I like to top post, with added relevant paragraphs for important 
points.

For some reason, when I reply to your posts the content of your post 
is not copied across to the reply.

Also - I am a well developed intuitive so, if the environment is 
right (not emotionally peturbed) I know what 'my answer" is almost 
instantly (in this case I didn't read beyond the first paragraph 
because I knew there was nothing in there for me).

I am that used to it and know that I can rely on it for 95%+ accuracy 
that I don't bother going into the detail, unless I want to explain 
it to someone else (for my own use I only detail the conceptual 
aspect and don't need the ratiocinated flow chart).

I do get a bit mentally lazy/tired, in the forum and sometimes I just 
give out the answer without explanation (ratiocination is like 
walking when you can fly there in a helicopter).

I was referring to points made in articles that you linked to:

message # 125041 maketwatch.com

# 125042 money.cnn.com

examples from those links:

# 125041 marketwatch link

Schwab's Center for Investment Research argues that an individual 
investor should only be investing in individual stocks in the first 
place if they can afford to buy at least 30 to 40 different stocks to 
obtain adequate diversification. The foreign component would 
necessitate additional sophistication beyond that, so Schwab believes 
the smaller retail investor still may be far better off in investing 
in ETFs or mutual funds to get that diversification. 

# 125042 money.cnn.com

"(FORTUNE Magazine) ? PREVALENT among U.S. investors not so very long 
ago was the illusion that putting money into foreign securities was 
only for daring risk takers. But in recent years more and more 
Americans have come to understand that having part of your stake 
invested abroad is prudent, lessening risk rather than increasing it. 
Taking a global view paid off for investors during the Eighties and 
should pay off during the Nineties too. It should work well even if 
growth over much of the globe is slower in the Nineties than it was 
in the Eighties, as many seers expect. The case for going global is 
virtually independent of economic forecasts. Diversification's virtue 
is well established, and investing abroad adds an element of 
diversity, across national boundaries. Despite all the 
interconnectedness of national economies, some will be doing better 
than others at any given time, so having stakes in several countries 
spreads your risks. It is pretty certain, moreover, that some 
countries will grow more vigorously than the U.S. during the 
Nineties. Accordingly, there is a good chance that an American with 
well-chosen investments abroad will get larger overall returns than a 
stay-at-home investor. While the U.S. stock market did very well for 
investors in the Eighties, quite a few stock markets abroad did even 
better."

"Quite another species is the closed-end mutual fund. Restricted in 
scope to stocks of a single nation or geographic region, such funds 
have a fixed number of shares, which trade on U.S. and European stock 
exchanges. At times, eager demand can lift prices of these funds' 
shares to premiums well above the underlying market value of the 
portfolios".

"Moreover, European companies are raising their traditionally skimpy 
dividend payouts."
++++++++
_Exercise tasks_
1 > Decide whether each statement agrees with the forum post, and answer yes or no for each, quoting the words from the post that settle it.
(a) The writer read the whole post before replying.
(b) Schwab's Center for Investment Research holds that an individual investor should be able to buy at least 30 to 40 different stocks before investing in individual stocks.
(c) Closed-end mutual funds have a fixed number of shares.
2 > Answer these questions from the forum post.
(a) What level of accuracy does the writer say they can rely on their intuition for?
(b) In which decade did taking a global view pay off for investors, according to the FORTUNE passage?
(c) What are European companies raising?
3 > Carry on the forum post from its final line.
The material after this point comes from a separate source.

_Given information_
++++++++
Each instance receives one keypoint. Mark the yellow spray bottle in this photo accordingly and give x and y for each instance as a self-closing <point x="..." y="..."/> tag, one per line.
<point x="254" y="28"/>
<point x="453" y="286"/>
++++++++
_Responses_
1 >
(a) No: "I didn't read beyond the first paragraph"
(b) Yes: "if they can afford to buy at least 30 to 40 different stocks to obtain adequate diversification"
(c) Yes: "such funds have a fixed number of shares"

2 >
(a) 95%+
(b) The Eighties
(c) Their traditionally skimpy dividend payouts

3 >
Re dividend payouts:

Some countries/stocks historically pay dividends more than others 
and/or have more stable earnings growth.

I have no doubt that filtering by "stable earnings growth" will 
return above the group. Some traders in this forum have said that 
they trade successfully by selecting fundamentally sound stocks and 
then applying their favourite technical signals to that filtered 
group.

I have no reason to doubt their testimony (refer to Dr John Price - 
Conscious Inversting).

Re investing in different countries



This has its own different risks, as mentioned in article.
I am sure that people can do well with this if they specialise in the 
method.

It is not for me because if we are going to predict movement then 
statistically when can expect to be right 50% of the time.
If a trading method is based on long term trading/prediction then we 
have to wait a heck of a long time to prove we are right and/or 
recover if we are wrong.

Example:

Go to Yahoo finance (US) 
enter BHP.AX >> quotes to open the interactive chart
click on compare >> enter ^AORD >> select >> select US indexes to 
compare
>> select 5 year chart

The ASX outperformed the US market by 100% in the prev 5 years
AND BHP outperformed the ASX by 300% approx (I am guessing these 
numbers).

Then go to YahooFinance >> Investing >> currencies 
enter USD in the top box (currency convertor)
enter AUD (aussie dollar in the bottom)
click on convert
click on the chart to maximise and go to a 5 year chart

The US dollar devalued against the AUD by around 100% in the same 5 
years (or something like that).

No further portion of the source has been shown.